Exercise 1 =>
Copy the part of the article on Oregon's transportation funding that starts at the words "Oregon eyes $1.2" and ends after "(Photo: Jonathan Maus/BikePortland)".

Passage to read =>
Oregon eyes $1.2 billion for transportation thanks to Biden infrastructure plan

Left: Sustainable. Right: Unsustainable.
(Photo: Jonathan Maus/BikePortland)

A new infrastructure bill from the White House with a significant amount of new infrastructure funding finally passed on Friday afternoon. Of the $1.2 trillion (with a “t”) in Biden’s bill, about one-quarter of it, or $284 billion will go toward new transportation programs and projects. While elected officials are celebrating, national transportation advocacy nonprofit Transportation 4 America is “far more circumspect”.

The State of Oregon says our share of the federal funds will be about $1.2 billion over the next five years. According to the Oregon Department of Transportation (ODOT), the share of those funds that will go toward “highways” (a broad category of spending that includes most new driving capacity and maintenance on freeways and major highways) is $1 billion and there will be $200 million for “public transportation” (which includes transit, bicycling, walking, and everything not related to increased automobile capacity). Those new funds represent a 38% and 35% funding increase for those two categories.

Exercise 2 =>
List every line of the records that contains the word "water".

Point placement records =>
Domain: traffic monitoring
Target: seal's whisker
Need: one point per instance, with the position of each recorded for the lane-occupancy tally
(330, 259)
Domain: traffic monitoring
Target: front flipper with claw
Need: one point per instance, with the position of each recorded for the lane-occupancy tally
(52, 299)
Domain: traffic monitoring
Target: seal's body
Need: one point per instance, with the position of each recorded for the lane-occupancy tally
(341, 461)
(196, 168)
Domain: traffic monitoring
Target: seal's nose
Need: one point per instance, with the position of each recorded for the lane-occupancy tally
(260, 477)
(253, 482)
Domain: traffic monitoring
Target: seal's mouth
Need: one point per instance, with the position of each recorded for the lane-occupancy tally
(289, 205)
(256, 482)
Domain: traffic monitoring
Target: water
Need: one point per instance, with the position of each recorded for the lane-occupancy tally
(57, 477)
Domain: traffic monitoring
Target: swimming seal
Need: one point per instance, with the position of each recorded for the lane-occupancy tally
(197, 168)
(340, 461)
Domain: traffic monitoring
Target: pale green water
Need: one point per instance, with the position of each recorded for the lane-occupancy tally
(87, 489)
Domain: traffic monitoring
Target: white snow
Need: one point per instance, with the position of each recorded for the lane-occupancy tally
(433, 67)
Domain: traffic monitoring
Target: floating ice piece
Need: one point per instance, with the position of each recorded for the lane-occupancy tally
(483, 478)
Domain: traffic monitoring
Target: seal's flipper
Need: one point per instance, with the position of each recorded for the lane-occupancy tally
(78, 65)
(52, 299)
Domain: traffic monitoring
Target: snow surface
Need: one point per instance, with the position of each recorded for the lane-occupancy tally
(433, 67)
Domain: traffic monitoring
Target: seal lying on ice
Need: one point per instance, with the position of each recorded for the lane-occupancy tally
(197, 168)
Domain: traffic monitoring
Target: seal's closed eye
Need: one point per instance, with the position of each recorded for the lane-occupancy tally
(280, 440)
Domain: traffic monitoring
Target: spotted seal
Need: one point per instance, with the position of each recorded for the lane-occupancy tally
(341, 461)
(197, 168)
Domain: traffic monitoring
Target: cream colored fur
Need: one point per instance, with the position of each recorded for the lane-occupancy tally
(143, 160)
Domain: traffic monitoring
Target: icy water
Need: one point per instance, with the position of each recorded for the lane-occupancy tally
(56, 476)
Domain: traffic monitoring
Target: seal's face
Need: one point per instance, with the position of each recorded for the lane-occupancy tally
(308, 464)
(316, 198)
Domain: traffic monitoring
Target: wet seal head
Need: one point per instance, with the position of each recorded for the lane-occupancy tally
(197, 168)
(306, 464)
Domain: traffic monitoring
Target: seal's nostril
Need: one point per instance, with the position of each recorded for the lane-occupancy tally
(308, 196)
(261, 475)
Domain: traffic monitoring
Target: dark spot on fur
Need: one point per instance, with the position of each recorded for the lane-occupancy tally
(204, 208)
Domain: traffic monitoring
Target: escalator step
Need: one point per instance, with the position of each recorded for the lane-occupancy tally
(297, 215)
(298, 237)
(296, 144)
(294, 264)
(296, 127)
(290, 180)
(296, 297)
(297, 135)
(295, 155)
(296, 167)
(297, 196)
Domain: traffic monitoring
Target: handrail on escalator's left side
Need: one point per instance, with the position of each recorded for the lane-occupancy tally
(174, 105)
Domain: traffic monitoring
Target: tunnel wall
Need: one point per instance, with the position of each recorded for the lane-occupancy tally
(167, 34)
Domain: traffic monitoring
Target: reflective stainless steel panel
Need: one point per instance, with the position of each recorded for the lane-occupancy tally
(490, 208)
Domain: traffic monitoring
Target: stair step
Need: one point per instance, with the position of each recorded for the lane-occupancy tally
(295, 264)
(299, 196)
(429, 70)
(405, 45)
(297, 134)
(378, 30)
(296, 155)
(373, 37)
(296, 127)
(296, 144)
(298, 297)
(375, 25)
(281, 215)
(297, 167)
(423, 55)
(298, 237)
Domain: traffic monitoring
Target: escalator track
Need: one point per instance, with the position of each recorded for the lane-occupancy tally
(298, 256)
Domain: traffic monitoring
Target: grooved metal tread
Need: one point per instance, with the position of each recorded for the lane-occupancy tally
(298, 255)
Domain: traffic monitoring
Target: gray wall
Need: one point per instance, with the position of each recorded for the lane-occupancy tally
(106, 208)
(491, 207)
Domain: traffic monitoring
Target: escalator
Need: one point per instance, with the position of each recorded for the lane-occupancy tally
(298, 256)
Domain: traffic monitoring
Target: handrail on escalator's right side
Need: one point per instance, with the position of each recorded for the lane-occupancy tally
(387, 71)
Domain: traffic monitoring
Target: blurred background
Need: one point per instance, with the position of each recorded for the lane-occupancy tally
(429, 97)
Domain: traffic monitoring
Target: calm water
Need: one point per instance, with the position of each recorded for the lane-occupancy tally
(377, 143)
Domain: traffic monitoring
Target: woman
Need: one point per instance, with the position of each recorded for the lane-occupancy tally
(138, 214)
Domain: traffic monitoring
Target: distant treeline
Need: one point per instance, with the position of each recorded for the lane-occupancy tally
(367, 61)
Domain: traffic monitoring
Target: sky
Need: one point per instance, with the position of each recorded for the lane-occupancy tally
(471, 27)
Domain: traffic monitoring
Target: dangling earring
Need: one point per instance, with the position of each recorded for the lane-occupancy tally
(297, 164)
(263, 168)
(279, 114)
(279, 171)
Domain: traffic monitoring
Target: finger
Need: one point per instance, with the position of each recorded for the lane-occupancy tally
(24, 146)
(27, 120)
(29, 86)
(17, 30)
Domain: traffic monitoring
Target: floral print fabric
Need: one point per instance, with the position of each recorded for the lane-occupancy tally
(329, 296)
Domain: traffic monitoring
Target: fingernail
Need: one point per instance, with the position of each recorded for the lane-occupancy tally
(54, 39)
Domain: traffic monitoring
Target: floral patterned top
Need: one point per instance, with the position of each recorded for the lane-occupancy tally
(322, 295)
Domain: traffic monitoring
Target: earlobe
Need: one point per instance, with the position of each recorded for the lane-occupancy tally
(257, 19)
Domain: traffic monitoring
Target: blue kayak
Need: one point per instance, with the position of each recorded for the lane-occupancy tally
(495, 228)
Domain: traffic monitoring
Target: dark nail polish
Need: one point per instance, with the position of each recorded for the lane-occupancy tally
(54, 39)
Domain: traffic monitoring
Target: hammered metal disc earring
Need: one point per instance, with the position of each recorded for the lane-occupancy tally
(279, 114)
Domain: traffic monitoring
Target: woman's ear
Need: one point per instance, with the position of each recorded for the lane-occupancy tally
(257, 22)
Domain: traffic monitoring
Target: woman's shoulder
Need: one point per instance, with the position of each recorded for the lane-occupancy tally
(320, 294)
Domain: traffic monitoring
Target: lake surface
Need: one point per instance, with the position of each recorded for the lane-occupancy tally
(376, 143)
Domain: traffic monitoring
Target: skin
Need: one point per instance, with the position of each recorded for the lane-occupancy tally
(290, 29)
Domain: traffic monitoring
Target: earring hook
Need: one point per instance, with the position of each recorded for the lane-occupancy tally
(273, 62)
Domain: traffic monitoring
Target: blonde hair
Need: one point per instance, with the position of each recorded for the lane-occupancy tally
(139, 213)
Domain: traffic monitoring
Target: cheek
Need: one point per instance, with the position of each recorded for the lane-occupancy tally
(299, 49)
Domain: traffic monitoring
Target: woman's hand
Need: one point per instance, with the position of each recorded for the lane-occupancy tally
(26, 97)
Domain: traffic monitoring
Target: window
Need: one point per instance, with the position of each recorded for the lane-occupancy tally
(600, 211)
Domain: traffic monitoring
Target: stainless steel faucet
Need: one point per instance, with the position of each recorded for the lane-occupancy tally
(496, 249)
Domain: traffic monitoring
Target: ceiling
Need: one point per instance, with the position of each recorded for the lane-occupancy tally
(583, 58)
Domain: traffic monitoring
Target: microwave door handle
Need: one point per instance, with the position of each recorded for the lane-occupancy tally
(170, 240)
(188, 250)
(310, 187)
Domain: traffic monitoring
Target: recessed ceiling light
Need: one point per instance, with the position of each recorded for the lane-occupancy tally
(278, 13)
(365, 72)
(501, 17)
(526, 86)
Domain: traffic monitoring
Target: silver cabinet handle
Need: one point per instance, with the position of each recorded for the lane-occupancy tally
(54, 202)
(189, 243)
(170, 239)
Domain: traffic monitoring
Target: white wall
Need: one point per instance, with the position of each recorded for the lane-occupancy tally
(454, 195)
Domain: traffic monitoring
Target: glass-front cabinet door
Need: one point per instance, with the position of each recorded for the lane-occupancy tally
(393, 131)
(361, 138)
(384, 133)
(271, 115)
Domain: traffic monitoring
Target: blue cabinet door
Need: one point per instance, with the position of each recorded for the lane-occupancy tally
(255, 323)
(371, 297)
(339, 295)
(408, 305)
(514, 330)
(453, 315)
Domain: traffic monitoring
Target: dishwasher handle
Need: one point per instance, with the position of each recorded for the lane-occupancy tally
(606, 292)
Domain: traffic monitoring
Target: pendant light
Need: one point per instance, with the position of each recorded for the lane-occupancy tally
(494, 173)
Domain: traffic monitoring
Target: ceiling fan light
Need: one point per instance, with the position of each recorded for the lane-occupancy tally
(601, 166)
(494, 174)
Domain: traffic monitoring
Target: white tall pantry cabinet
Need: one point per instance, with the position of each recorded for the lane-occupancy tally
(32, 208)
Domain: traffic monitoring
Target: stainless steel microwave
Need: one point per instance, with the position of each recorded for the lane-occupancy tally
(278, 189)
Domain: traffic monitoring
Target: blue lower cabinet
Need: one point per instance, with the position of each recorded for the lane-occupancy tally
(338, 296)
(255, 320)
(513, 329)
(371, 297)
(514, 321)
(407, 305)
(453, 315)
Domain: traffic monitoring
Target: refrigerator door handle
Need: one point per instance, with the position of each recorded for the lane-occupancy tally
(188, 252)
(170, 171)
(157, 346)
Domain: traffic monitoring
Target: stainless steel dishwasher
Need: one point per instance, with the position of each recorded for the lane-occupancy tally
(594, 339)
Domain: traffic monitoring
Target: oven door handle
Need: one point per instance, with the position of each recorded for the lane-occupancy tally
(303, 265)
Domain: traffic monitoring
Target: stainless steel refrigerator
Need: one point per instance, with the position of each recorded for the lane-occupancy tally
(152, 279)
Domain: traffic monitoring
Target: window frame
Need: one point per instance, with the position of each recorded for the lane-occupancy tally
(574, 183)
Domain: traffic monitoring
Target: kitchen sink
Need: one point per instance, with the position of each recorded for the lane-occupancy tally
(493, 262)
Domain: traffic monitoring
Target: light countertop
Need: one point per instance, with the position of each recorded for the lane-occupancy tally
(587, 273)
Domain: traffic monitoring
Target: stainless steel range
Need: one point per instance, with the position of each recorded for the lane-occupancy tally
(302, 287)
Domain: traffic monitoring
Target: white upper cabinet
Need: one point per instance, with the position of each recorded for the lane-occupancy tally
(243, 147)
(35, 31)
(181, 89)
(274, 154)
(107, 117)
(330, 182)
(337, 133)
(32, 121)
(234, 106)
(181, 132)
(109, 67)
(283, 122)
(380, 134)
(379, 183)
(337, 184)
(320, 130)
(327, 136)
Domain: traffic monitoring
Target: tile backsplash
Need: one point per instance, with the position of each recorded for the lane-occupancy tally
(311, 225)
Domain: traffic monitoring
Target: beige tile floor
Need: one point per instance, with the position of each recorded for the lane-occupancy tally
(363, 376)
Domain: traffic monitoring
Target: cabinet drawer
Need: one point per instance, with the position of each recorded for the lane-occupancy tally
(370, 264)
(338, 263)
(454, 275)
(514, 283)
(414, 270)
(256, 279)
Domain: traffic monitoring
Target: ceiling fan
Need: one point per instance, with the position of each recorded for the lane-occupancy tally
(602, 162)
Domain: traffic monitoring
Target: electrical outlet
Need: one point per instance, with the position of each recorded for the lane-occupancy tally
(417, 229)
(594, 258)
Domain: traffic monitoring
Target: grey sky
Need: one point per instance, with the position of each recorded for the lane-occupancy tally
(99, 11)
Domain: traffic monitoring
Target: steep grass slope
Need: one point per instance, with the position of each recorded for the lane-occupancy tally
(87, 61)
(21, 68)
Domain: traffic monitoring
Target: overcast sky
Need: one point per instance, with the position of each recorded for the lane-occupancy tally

Worked solution 1 =>
Oregon eyes $1.2 billion for transportation thanks to Biden infrastructure plan

Left: Sustainable. Right: Unsustainable.
(Photo: Jonathan Maus/BikePortland)

Worked solution 2 =>
Target: water
Target: pale green water
Target: icy water
Target: calm water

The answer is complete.